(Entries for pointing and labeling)
++++++++++
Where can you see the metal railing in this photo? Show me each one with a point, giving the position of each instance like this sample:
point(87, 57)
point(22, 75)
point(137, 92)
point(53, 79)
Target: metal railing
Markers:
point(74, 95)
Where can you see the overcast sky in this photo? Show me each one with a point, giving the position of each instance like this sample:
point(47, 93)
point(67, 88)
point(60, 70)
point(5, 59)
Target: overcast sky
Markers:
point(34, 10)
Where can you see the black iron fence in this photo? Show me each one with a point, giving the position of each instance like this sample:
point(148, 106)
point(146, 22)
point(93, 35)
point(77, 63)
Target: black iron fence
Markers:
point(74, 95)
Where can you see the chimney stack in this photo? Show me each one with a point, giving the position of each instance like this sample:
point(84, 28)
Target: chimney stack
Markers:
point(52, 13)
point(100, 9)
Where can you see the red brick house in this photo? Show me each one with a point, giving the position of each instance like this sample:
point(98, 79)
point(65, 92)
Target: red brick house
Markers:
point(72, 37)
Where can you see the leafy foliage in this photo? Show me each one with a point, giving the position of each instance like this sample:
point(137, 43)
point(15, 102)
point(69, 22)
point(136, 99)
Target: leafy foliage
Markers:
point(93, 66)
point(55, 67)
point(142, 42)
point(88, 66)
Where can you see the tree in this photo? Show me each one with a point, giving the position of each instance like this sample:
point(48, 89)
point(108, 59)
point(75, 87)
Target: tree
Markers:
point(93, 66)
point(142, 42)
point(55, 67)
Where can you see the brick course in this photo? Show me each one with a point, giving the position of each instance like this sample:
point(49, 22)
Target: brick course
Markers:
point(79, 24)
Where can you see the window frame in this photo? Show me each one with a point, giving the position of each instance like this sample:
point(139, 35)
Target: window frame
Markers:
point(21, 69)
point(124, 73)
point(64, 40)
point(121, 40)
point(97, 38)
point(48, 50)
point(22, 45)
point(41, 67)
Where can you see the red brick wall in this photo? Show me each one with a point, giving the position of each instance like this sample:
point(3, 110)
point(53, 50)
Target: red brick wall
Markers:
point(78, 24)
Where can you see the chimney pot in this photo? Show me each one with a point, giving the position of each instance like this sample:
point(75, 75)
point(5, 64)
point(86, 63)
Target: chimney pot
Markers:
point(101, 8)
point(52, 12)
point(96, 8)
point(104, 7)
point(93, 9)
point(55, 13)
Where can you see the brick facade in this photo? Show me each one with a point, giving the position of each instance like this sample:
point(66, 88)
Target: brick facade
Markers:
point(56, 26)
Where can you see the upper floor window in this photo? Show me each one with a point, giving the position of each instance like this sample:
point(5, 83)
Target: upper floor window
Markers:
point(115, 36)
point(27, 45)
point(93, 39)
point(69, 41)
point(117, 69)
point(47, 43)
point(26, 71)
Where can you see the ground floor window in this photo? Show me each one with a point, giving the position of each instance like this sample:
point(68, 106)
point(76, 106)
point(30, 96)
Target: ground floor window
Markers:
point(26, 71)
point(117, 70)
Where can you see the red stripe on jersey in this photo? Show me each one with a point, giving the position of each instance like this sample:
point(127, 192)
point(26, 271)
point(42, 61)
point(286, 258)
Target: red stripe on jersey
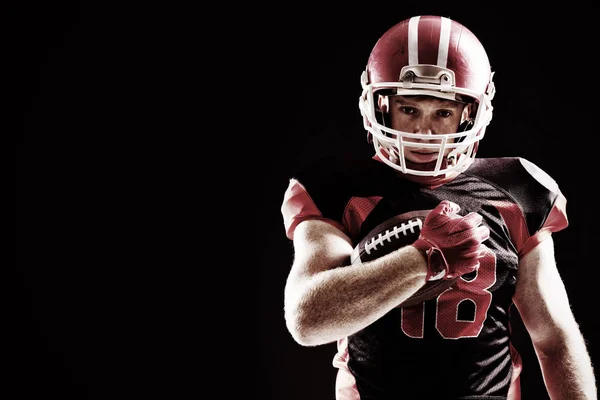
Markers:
point(298, 206)
point(515, 222)
point(428, 28)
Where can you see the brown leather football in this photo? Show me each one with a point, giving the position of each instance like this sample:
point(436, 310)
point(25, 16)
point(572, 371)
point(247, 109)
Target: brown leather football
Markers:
point(390, 235)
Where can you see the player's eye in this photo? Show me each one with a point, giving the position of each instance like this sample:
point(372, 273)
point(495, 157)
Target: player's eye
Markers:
point(445, 113)
point(407, 110)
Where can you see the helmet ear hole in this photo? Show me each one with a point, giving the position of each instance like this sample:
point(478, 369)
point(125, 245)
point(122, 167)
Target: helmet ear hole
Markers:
point(383, 102)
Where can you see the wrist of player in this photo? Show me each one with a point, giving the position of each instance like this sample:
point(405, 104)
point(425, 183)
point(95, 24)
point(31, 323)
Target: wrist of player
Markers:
point(437, 267)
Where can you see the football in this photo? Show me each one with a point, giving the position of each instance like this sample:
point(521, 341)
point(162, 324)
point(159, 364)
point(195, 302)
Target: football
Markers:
point(391, 235)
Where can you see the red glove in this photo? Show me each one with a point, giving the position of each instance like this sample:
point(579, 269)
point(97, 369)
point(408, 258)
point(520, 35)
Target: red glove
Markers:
point(452, 243)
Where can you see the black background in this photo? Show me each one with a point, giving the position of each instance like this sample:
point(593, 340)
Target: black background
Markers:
point(150, 145)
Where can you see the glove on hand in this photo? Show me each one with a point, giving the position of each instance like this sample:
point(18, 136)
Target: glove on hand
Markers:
point(453, 244)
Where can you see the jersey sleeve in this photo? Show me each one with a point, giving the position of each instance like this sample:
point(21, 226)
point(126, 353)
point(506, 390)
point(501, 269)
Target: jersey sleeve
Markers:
point(299, 206)
point(538, 208)
point(556, 218)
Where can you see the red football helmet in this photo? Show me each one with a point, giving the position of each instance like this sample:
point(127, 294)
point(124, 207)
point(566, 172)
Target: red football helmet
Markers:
point(435, 56)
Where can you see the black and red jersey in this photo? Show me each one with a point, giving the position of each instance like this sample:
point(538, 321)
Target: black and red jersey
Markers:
point(458, 345)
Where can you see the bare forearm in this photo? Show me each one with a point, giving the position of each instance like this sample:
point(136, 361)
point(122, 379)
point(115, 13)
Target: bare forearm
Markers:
point(340, 301)
point(568, 371)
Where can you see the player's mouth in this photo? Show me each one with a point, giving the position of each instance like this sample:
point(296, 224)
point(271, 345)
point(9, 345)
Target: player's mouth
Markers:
point(423, 156)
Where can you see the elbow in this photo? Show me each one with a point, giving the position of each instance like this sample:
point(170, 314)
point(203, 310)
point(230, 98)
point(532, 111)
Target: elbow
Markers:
point(306, 325)
point(300, 328)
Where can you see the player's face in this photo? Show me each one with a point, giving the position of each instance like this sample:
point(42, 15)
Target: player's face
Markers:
point(425, 115)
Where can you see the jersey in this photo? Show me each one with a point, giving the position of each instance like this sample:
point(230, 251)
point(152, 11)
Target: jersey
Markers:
point(457, 345)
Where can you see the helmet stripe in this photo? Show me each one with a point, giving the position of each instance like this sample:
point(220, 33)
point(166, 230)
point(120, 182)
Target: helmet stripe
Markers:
point(413, 42)
point(444, 45)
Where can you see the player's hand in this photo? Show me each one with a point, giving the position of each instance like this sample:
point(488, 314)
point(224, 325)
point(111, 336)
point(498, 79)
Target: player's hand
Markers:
point(453, 244)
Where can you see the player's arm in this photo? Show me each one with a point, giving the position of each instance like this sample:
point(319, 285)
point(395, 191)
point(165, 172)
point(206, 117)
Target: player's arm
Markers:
point(326, 299)
point(542, 301)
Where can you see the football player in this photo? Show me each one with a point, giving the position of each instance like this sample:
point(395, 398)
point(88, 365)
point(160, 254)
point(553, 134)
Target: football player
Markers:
point(426, 101)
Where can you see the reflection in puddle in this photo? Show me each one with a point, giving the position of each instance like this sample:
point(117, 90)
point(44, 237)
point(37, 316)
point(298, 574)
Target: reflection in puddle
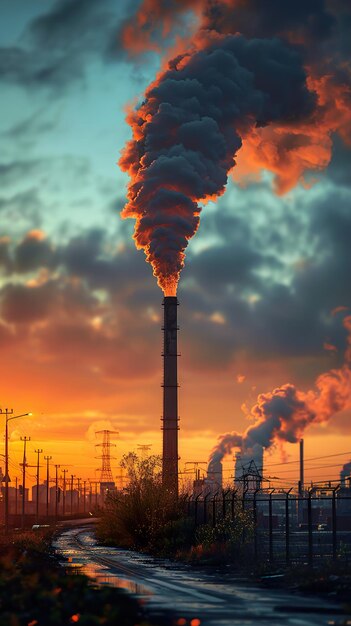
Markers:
point(103, 577)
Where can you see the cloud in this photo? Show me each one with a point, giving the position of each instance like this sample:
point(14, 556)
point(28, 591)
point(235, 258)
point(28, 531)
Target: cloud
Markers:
point(58, 44)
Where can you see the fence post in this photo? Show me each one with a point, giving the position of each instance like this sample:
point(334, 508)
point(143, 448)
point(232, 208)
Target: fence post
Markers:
point(270, 512)
point(224, 508)
point(334, 523)
point(196, 502)
point(214, 509)
point(233, 504)
point(205, 507)
point(243, 509)
point(255, 523)
point(310, 530)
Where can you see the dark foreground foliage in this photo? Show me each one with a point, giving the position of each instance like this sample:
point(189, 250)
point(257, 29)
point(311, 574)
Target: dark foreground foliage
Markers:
point(35, 591)
point(147, 516)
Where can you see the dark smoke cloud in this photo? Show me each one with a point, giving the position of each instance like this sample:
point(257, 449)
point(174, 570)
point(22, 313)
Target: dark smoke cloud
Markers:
point(187, 133)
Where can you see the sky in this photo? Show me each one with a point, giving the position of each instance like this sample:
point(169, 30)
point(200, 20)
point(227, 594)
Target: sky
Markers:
point(265, 286)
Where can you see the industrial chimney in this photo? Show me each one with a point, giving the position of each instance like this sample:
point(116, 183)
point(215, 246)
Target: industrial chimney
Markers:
point(302, 469)
point(170, 395)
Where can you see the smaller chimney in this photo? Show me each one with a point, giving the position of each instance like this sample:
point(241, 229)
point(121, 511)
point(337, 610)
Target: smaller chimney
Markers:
point(302, 469)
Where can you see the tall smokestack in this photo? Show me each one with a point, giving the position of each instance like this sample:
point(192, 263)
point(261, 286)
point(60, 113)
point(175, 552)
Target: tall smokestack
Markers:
point(302, 469)
point(170, 395)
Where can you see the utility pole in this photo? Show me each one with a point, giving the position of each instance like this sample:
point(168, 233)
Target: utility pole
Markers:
point(90, 494)
point(144, 448)
point(24, 465)
point(38, 452)
point(56, 490)
point(72, 477)
point(8, 416)
point(47, 459)
point(78, 503)
point(16, 492)
point(84, 495)
point(64, 493)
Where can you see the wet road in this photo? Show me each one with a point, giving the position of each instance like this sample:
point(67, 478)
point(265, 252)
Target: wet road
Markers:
point(182, 594)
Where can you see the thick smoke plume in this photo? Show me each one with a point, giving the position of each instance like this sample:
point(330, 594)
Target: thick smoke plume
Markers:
point(282, 415)
point(266, 80)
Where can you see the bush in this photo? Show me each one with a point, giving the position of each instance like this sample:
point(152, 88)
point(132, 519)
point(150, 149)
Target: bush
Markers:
point(144, 515)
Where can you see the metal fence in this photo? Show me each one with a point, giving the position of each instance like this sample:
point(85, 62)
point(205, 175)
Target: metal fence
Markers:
point(282, 528)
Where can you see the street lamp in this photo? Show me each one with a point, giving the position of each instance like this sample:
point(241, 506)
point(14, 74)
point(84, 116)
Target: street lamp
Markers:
point(8, 417)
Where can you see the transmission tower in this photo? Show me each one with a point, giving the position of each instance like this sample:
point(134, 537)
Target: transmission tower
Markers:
point(144, 448)
point(105, 471)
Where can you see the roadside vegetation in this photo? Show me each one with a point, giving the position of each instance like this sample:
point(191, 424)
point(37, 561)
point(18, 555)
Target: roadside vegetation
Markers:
point(146, 516)
point(36, 591)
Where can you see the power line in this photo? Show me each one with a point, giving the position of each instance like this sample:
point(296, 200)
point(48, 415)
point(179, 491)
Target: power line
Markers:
point(315, 458)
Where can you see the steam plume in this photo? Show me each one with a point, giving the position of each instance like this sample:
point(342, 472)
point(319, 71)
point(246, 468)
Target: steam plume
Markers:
point(235, 85)
point(282, 415)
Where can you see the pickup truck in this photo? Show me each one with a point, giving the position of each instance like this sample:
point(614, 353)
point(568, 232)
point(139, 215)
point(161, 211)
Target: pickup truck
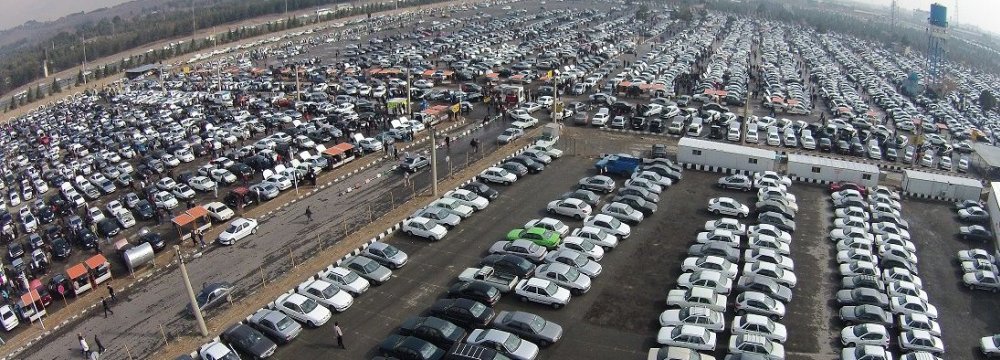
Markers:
point(618, 164)
point(503, 282)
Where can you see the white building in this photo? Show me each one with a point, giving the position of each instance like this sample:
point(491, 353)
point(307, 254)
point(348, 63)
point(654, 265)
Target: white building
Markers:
point(993, 206)
point(927, 185)
point(820, 170)
point(722, 157)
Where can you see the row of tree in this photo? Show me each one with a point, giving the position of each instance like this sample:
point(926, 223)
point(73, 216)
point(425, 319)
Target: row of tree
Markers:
point(21, 63)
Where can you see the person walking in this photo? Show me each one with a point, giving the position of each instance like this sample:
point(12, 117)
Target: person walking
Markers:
point(100, 347)
point(340, 335)
point(84, 347)
point(107, 308)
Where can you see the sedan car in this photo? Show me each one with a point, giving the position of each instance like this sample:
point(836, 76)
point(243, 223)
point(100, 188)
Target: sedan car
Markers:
point(571, 207)
point(528, 326)
point(238, 229)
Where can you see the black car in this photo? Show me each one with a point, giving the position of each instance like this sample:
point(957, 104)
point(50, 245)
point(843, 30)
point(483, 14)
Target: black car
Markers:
point(60, 248)
point(509, 264)
point(154, 240)
point(249, 341)
point(144, 210)
point(515, 168)
point(481, 189)
point(533, 166)
point(463, 312)
point(86, 239)
point(409, 347)
point(637, 123)
point(715, 248)
point(645, 207)
point(587, 196)
point(475, 290)
point(439, 332)
point(108, 227)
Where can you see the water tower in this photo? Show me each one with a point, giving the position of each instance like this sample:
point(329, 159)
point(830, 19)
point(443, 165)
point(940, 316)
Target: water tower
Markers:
point(937, 36)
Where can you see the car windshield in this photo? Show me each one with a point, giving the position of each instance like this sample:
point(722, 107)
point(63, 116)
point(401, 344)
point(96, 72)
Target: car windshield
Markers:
point(551, 289)
point(477, 309)
point(390, 251)
point(284, 323)
point(308, 306)
point(350, 277)
point(330, 291)
point(512, 343)
point(572, 274)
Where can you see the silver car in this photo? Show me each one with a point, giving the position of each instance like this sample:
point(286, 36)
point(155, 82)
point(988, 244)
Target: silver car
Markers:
point(386, 255)
point(276, 325)
point(368, 268)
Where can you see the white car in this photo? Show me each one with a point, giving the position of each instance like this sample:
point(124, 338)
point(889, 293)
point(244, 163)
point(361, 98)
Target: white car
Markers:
point(772, 271)
point(183, 191)
point(759, 324)
point(453, 206)
point(542, 291)
point(238, 229)
point(279, 181)
point(912, 305)
point(595, 235)
point(7, 318)
point(219, 211)
point(729, 224)
point(920, 340)
point(498, 176)
point(715, 280)
point(694, 315)
point(468, 198)
point(202, 183)
point(771, 230)
point(716, 263)
point(609, 225)
point(507, 343)
point(217, 350)
point(165, 200)
point(548, 224)
point(425, 228)
point(326, 294)
point(865, 334)
point(687, 336)
point(571, 207)
point(345, 279)
point(727, 206)
point(125, 218)
point(622, 212)
point(302, 309)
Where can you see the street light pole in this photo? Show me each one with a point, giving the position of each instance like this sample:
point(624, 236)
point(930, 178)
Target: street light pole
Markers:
point(191, 297)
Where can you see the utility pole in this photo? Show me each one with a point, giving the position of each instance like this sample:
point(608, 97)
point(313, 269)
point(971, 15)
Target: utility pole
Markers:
point(434, 161)
point(187, 285)
point(84, 72)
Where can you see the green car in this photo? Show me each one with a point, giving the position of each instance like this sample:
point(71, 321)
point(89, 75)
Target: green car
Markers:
point(542, 237)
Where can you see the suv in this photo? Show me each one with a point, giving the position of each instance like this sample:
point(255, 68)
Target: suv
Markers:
point(414, 162)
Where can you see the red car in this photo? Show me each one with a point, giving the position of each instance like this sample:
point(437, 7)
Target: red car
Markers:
point(844, 185)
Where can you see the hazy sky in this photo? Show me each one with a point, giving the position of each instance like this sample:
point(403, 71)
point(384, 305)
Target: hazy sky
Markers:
point(981, 13)
point(20, 11)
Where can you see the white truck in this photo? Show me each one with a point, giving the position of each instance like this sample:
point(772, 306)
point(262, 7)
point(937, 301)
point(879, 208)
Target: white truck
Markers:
point(486, 274)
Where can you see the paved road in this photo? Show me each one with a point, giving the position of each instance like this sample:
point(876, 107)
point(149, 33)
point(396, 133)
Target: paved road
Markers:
point(434, 266)
point(137, 320)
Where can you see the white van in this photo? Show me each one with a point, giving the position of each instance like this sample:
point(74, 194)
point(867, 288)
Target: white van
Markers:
point(694, 129)
point(773, 138)
point(752, 134)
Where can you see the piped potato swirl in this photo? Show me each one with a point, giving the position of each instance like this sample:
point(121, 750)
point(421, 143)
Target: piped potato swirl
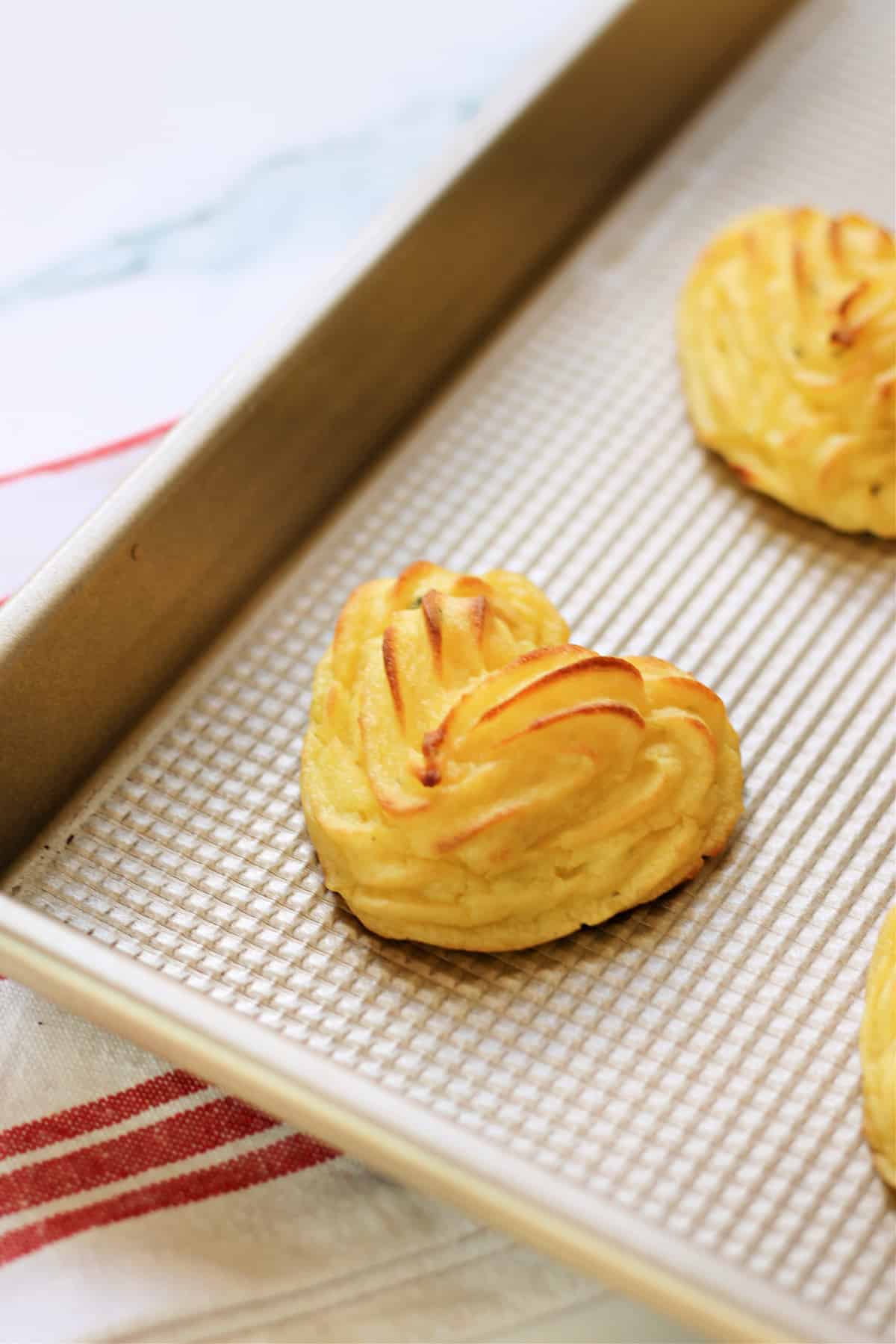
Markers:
point(472, 780)
point(788, 344)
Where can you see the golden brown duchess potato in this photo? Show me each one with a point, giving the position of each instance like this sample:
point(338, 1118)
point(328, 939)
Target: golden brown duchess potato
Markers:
point(788, 344)
point(472, 780)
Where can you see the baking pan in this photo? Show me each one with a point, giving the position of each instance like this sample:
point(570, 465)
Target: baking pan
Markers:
point(671, 1101)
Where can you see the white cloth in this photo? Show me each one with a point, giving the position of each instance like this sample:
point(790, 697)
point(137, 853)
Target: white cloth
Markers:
point(137, 1203)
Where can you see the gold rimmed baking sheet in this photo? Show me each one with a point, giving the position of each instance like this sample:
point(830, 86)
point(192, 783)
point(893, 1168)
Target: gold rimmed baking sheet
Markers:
point(694, 1063)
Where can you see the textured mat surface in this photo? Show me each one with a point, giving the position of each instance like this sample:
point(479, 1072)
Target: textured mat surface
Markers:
point(696, 1061)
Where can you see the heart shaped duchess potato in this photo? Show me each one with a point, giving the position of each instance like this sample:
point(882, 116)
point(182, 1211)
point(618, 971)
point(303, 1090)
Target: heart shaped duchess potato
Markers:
point(472, 780)
point(788, 344)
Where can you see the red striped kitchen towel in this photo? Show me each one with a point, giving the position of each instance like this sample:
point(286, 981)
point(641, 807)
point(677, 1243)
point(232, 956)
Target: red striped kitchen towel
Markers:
point(139, 1203)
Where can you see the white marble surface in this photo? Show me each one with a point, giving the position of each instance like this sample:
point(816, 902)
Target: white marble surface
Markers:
point(173, 174)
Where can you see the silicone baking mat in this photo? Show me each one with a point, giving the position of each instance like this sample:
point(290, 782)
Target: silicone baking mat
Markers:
point(696, 1060)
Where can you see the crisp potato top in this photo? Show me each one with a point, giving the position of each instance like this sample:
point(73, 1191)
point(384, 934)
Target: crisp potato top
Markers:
point(788, 343)
point(877, 1045)
point(469, 779)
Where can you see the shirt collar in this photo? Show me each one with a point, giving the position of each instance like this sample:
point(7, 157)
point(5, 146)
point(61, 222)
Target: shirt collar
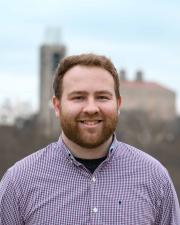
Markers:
point(67, 152)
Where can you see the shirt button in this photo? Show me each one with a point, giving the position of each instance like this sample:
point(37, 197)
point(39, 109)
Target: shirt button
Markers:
point(94, 179)
point(95, 209)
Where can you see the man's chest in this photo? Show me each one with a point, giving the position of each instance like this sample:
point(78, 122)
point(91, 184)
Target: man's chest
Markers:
point(95, 201)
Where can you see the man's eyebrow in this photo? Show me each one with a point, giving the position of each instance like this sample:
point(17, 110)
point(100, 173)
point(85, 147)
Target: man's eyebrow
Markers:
point(78, 93)
point(104, 92)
++++++++++
**Work to be completed**
Rewrite the entries from the line with "Where can you see the man's chest" through the end of the entries, keeping every line. Increase each coordinate in the points listed under "Markers:" by 54, and leave the sample points unchanged.

**Result for this task**
Where can you see the man's chest in this photo? Show me each one with a point, giving the position of each instance like this sample:
point(78, 122)
point(91, 184)
Target: man's chest
Markers:
point(149, 255)
Where can you see the man's eyebrow in this photo? Show me each one with a point, giving the position of each instance like this sample:
point(17, 110)
point(100, 173)
point(85, 147)
Target: man's eyebrow
Markers:
point(132, 147)
point(158, 146)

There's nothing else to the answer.